Problems and tasks >>
A – Reproduce a passage from the patch review verbatim. Start at the words "Reviewed-by: Andrey Grodzovsky" and stop after "changed, 1 deletion(-)".
B – In the patch review, which line of code does the diff delete from amdgpu_device.c?

-- Begin Text provided --

Yes, seems like a typo...

Reviewed-by: Andrey Grodzovsky andrey.grodzovsky at amd.com

Andrey

> 
>> ---
>>   drivers/gpu/drm/amd/amdgpu/amdgpu_device.c | 1 -
>>   1 file changed, 1 deletion(-)
>>
>> diff --git a/drivers/gpu/drm/amd/amdgpu/amdgpu_device.c 
>> b/drivers/gpu/drm/amd/amdgpu/amdgpu_device.c
>> index 7c6c435e5d02..ff341154394e 100644
>> --- a/drivers/gpu/drm/amd/amdgpu/amdgpu_device.c
>> +++ b/drivers/gpu/drm/amd/amdgpu/amdgpu_device.c
>> @@ -4476,7 +4476,6 @@ int amdgpu_do_asic_reset(struct list_head 
>> *device_list_handle,
>>               r = amdgpu_ib_ring_tests(tmp_adev);
>>               if (r) {
>>                   dev_err(tmp_adev->dev, "ib ring test failed 
>> (%d).\n", r);
>> -                r = amdgpu_device_ip_suspend(tmp_adev);
>>                   need_full_reset = true;
>>                   r = -EAGAIN;
>>                   goto end;
>

-- End Text provided --
-- Begin Source material --

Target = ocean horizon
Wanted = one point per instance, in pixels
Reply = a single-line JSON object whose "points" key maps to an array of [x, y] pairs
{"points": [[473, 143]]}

-- End Source material --

Outputs in order >>
A –
Reviewed-by: Andrey Grodzovsky andrey.grodzovsky at amd.com

Andrey

> 
>> ---
>>   drivers/gpu/drm/amd/amdgpu/amdgpu_device.c | 1 -
>>   1 file changed, 1 deletion(-)

B – r = amdgpu_device_ip_suspend(tmp_adev);